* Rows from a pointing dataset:
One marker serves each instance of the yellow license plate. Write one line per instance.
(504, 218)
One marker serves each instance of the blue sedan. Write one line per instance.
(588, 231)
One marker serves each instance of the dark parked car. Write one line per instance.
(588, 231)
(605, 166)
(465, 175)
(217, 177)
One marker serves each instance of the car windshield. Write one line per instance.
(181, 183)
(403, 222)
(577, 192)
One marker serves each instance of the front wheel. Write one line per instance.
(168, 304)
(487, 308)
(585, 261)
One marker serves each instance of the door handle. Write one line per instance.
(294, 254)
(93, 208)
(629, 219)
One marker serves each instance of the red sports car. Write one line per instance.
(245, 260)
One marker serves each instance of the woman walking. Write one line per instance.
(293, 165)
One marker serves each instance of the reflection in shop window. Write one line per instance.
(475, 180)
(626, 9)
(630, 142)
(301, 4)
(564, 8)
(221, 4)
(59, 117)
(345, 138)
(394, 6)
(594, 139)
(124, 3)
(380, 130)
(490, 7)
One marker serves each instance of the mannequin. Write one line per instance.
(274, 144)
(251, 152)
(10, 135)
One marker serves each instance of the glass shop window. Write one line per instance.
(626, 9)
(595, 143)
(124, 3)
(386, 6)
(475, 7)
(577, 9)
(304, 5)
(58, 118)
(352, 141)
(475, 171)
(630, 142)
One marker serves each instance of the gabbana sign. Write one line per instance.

* REQUEST: Rewrite all the rows above, swapping "marker" for "point" and leaving everything else untouched.

* RESPONSE TO THIS EXERCISE:
One point serves each instance of the yellow license plate. Write one line per instance.
(504, 218)
One point serves each instance of the blue sedan. Write one line per instance.
(588, 231)
One point serves each instance of the dark parked car. Write one line per instance.
(588, 231)
(605, 166)
(465, 175)
(217, 177)
One point serves each instance of the car windshield. Write one line per instance.
(181, 183)
(403, 222)
(577, 192)
One point serves each instance of the front wheel. Write one line per instance.
(168, 304)
(487, 308)
(585, 261)
One point serves each instance of the door handle. Write one line per instance.
(294, 254)
(93, 208)
(629, 219)
One point serves each instance of the red sports car. Write one line per instance.
(245, 260)
One point serves each instance of the woman walking. Write one line per instance.
(293, 165)
One point serves each instance of the reflection in shop window. Write one line per instance.
(475, 180)
(626, 9)
(630, 142)
(301, 4)
(564, 8)
(221, 4)
(59, 117)
(345, 138)
(394, 6)
(594, 139)
(124, 3)
(380, 130)
(490, 7)
One point serves each instance of the mannequin. Write one line per instance.
(274, 144)
(251, 152)
(10, 135)
One point serves each instance of the glass shop window. Write one line per instance.
(626, 9)
(595, 143)
(124, 3)
(386, 6)
(475, 7)
(577, 9)
(304, 5)
(58, 118)
(352, 141)
(475, 171)
(630, 142)
One point serves each instance of the gabbana sign. Write one line per instance.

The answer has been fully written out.